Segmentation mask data
Segment Open
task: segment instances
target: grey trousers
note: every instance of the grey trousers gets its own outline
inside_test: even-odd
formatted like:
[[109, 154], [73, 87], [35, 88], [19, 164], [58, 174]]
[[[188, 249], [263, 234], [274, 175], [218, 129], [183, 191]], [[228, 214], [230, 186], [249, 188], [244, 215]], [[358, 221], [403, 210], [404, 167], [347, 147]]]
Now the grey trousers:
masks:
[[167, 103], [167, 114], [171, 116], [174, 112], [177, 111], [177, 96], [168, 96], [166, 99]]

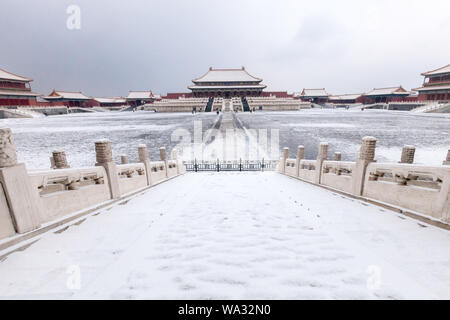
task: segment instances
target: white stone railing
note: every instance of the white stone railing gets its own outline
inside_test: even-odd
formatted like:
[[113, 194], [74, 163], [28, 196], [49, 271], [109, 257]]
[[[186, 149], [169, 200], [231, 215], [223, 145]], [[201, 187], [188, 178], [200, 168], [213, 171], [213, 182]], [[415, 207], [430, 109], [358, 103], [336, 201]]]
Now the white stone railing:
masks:
[[316, 160], [301, 160], [298, 169], [298, 177], [309, 182], [314, 182], [316, 176], [316, 165]]
[[354, 162], [340, 161], [340, 153], [335, 153], [336, 160], [327, 160], [326, 143], [320, 144], [316, 160], [303, 159], [303, 146], [299, 146], [296, 159], [289, 159], [289, 149], [285, 148], [277, 170], [417, 217], [450, 224], [450, 150], [442, 166], [425, 166], [413, 164], [412, 146], [403, 148], [400, 163], [376, 163], [375, 148], [375, 138], [363, 138], [360, 156]]
[[352, 174], [356, 162], [324, 161], [320, 183], [348, 193], [352, 191]]
[[363, 196], [450, 222], [450, 166], [371, 163]]
[[145, 165], [131, 163], [117, 165], [120, 194], [124, 195], [147, 186]]
[[28, 175], [39, 195], [40, 224], [110, 199], [103, 167], [33, 170]]
[[55, 150], [50, 158], [53, 170], [27, 171], [17, 163], [11, 130], [0, 128], [0, 239], [70, 219], [186, 172], [175, 150], [168, 160], [161, 148], [161, 161], [150, 162], [147, 147], [140, 145], [139, 163], [131, 164], [126, 155], [122, 164], [113, 162], [108, 140], [95, 142], [95, 152], [92, 167], [70, 168], [65, 152]]

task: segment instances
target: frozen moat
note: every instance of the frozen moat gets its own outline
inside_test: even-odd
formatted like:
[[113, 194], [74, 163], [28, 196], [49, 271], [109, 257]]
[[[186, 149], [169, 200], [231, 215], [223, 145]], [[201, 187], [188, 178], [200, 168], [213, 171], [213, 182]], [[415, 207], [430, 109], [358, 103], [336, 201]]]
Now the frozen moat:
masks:
[[[185, 129], [193, 135], [194, 121], [201, 120], [206, 130], [213, 126], [216, 117], [215, 113], [111, 112], [1, 119], [0, 125], [12, 129], [19, 160], [27, 167], [48, 168], [48, 157], [54, 149], [65, 150], [70, 164], [77, 167], [95, 162], [93, 145], [101, 138], [111, 140], [117, 161], [124, 153], [130, 162], [137, 161], [136, 146], [140, 143], [147, 145], [152, 159], [157, 159], [161, 146], [171, 150], [177, 145], [178, 142], [171, 141], [176, 129]], [[307, 110], [239, 113], [237, 117], [249, 129], [279, 129], [279, 147], [287, 146], [293, 152], [302, 144], [309, 159], [315, 158], [320, 141], [328, 141], [330, 154], [339, 151], [343, 160], [353, 160], [361, 138], [367, 135], [378, 139], [379, 161], [398, 161], [401, 147], [410, 144], [417, 147], [417, 163], [441, 164], [450, 146], [448, 114]]]

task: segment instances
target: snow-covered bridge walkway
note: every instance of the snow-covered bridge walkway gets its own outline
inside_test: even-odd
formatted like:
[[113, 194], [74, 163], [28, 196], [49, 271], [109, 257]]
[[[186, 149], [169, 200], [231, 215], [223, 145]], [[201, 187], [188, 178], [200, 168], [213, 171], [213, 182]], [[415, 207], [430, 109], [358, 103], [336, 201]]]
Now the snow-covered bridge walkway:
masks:
[[54, 231], [0, 262], [0, 298], [450, 298], [449, 231], [274, 172], [186, 174]]

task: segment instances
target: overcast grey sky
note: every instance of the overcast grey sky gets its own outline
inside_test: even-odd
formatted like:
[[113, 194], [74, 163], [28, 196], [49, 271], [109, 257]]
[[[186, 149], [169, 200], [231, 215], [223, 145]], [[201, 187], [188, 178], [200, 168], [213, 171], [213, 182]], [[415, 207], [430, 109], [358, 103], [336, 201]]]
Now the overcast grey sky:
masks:
[[267, 90], [411, 89], [450, 63], [448, 0], [1, 0], [0, 30], [0, 68], [44, 94], [187, 92], [209, 66], [245, 66]]

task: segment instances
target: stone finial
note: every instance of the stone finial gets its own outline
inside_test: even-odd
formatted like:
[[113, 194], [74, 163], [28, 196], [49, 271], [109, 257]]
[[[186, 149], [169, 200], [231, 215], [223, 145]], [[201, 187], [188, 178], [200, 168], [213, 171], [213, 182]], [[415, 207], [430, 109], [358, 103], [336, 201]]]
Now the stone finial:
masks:
[[317, 155], [317, 159], [326, 160], [327, 158], [328, 158], [328, 142], [321, 142], [319, 144], [319, 154]]
[[340, 152], [334, 153], [334, 161], [341, 161], [342, 160], [342, 154]]
[[374, 137], [362, 138], [361, 149], [359, 151], [359, 159], [374, 161], [375, 160], [375, 148], [377, 146], [377, 139]]
[[178, 160], [178, 152], [177, 149], [172, 150], [172, 160]]
[[400, 159], [400, 163], [413, 163], [415, 152], [416, 148], [414, 148], [413, 146], [404, 146], [402, 149], [402, 157]]
[[97, 163], [112, 162], [112, 150], [109, 140], [95, 141], [95, 154]]
[[164, 147], [159, 148], [159, 157], [161, 158], [161, 161], [167, 160], [166, 148]]
[[56, 169], [65, 169], [70, 168], [69, 164], [67, 163], [67, 157], [66, 153], [62, 150], [53, 150], [53, 161], [55, 163]]
[[17, 164], [16, 146], [10, 128], [0, 128], [0, 168]]
[[145, 144], [138, 145], [138, 155], [139, 162], [145, 162], [146, 160], [148, 160], [148, 150]]
[[305, 147], [298, 146], [297, 147], [297, 160], [305, 159]]
[[289, 148], [284, 148], [283, 149], [283, 159], [287, 159], [289, 158]]
[[55, 169], [56, 168], [55, 159], [53, 159], [53, 156], [51, 156], [49, 158], [50, 158], [50, 168]]
[[444, 166], [450, 166], [450, 149], [447, 151], [447, 158], [442, 162]]
[[120, 156], [120, 162], [121, 162], [122, 164], [128, 164], [128, 156], [127, 156], [126, 154], [122, 154], [122, 155]]

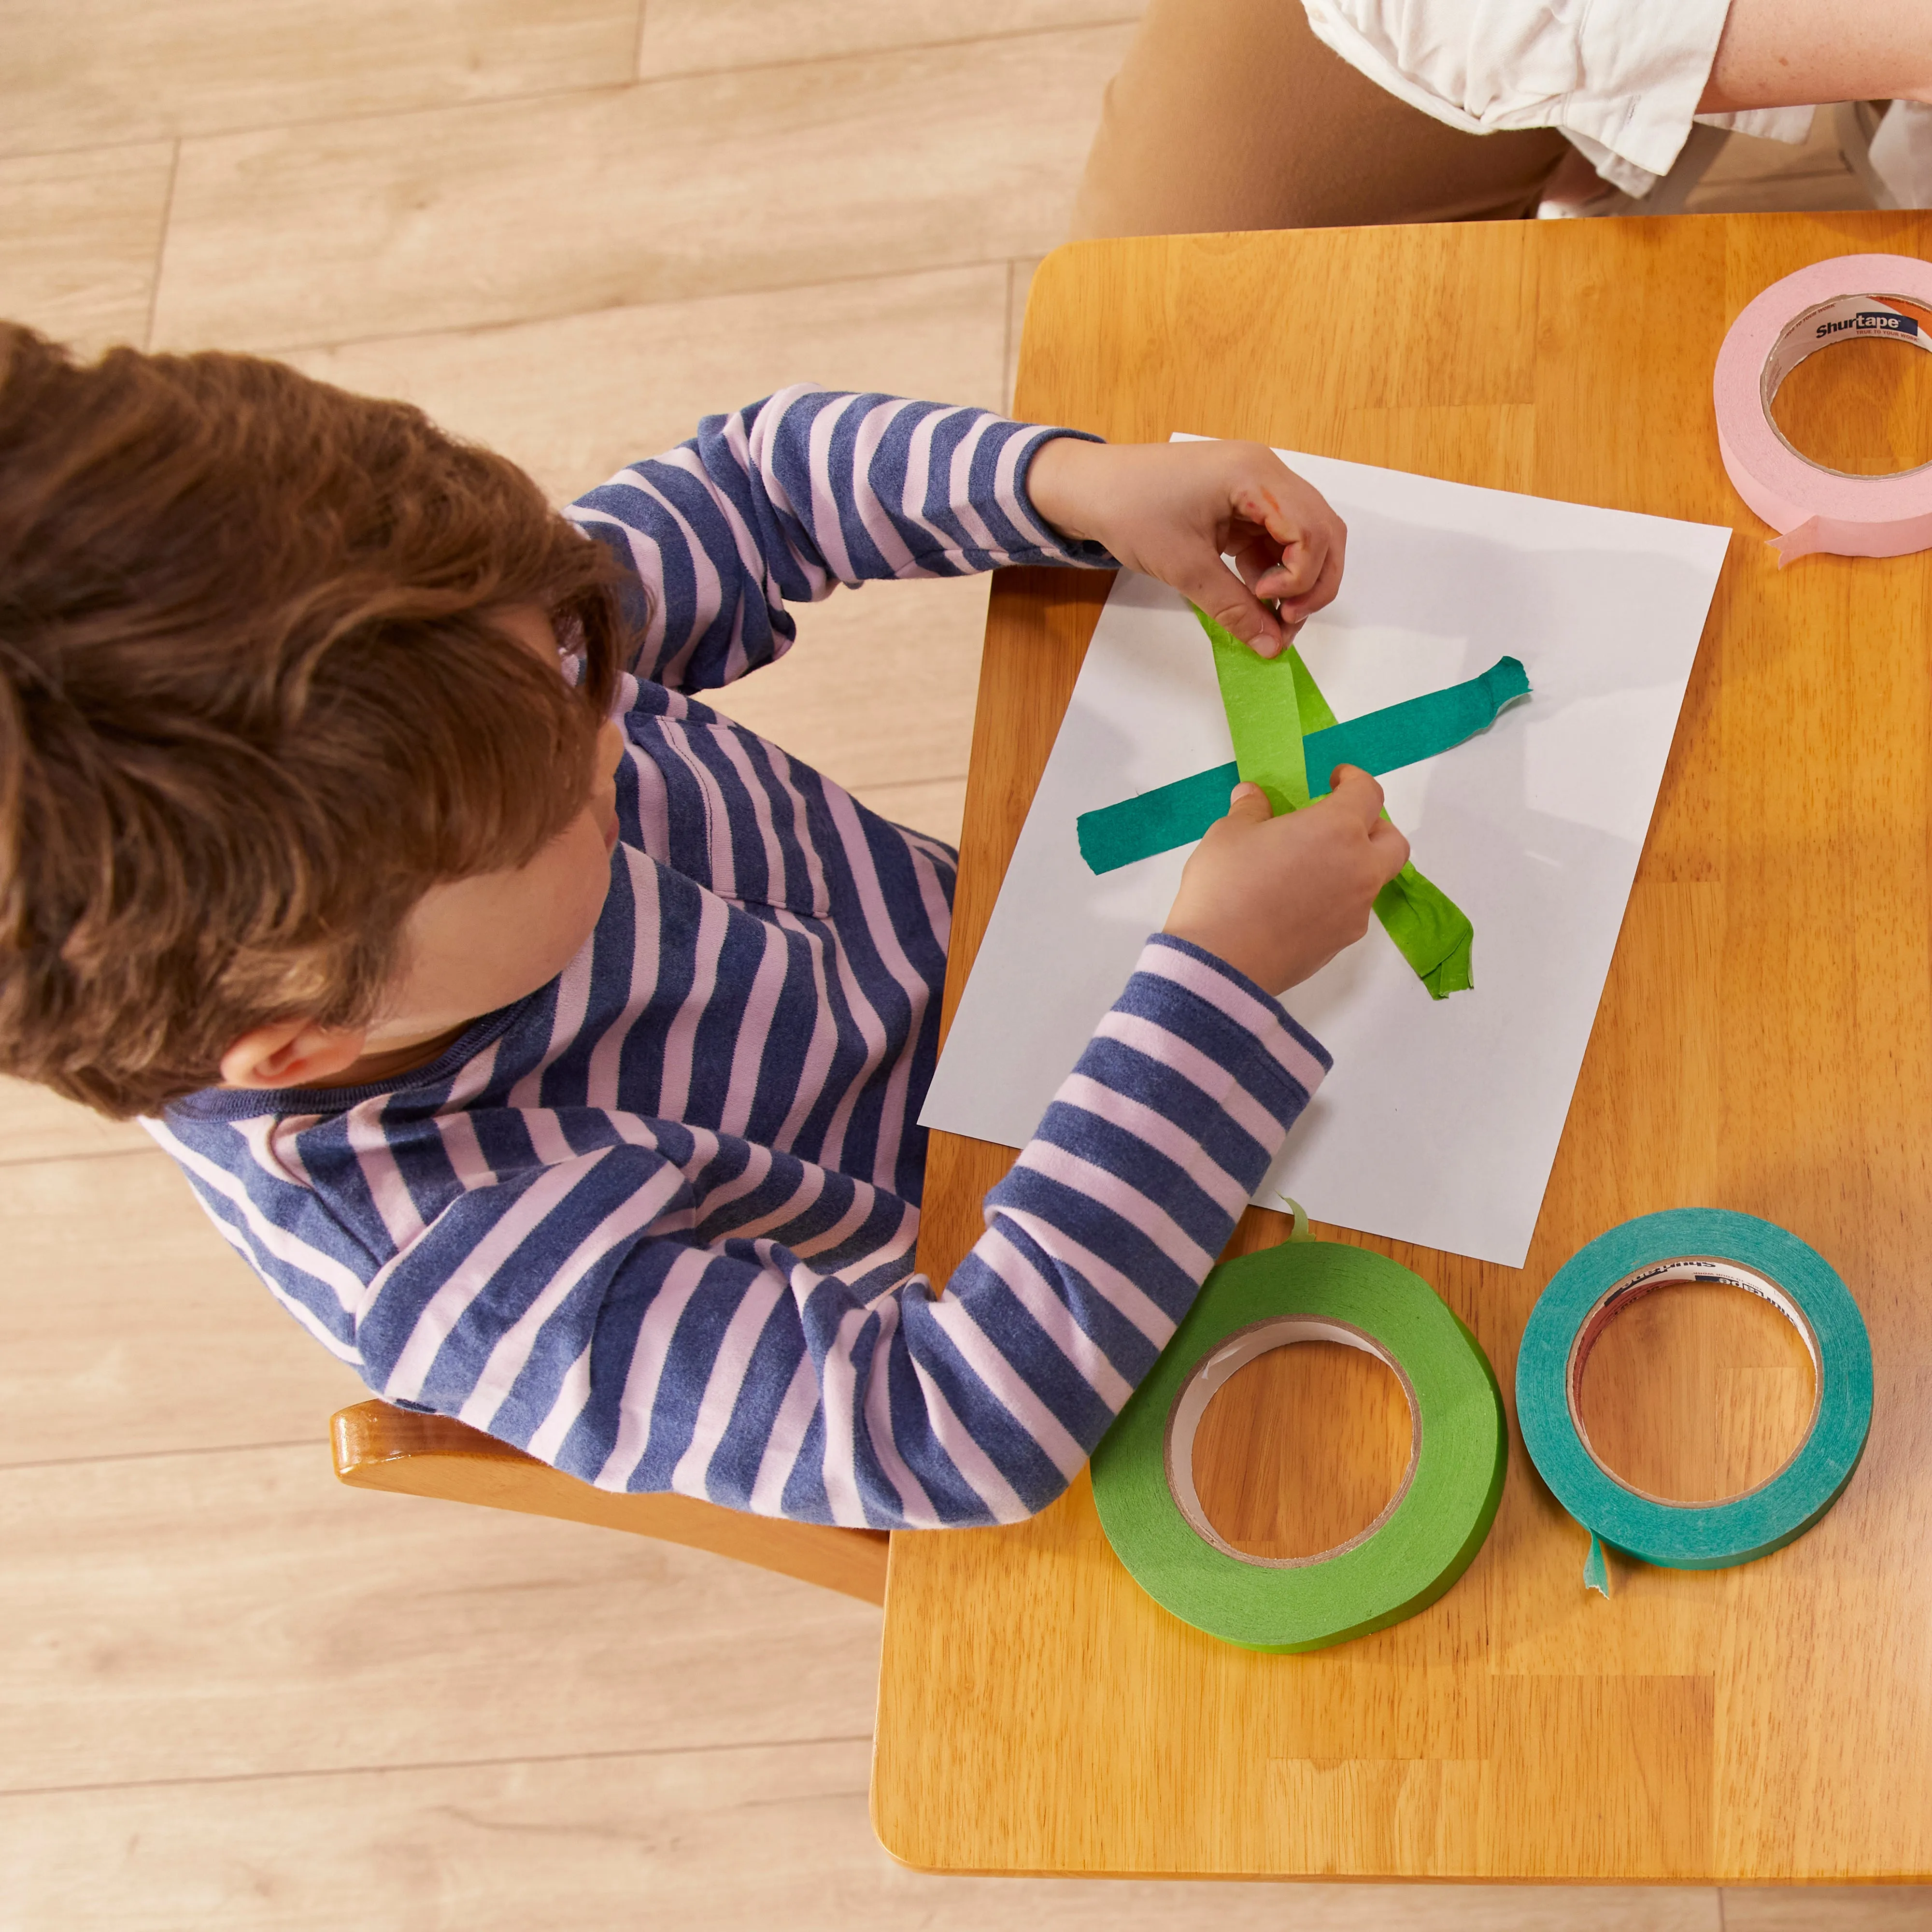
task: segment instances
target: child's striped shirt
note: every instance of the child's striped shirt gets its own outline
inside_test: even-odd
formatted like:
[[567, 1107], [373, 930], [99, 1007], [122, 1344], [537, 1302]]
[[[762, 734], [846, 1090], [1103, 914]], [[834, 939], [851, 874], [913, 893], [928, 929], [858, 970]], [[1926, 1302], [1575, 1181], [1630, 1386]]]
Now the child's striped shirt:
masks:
Segment Closed
Please show every line of the records that holds the word "trousers".

target: grey trousers
note: every instance of the grey trousers gets its own outline
Now the grey trousers:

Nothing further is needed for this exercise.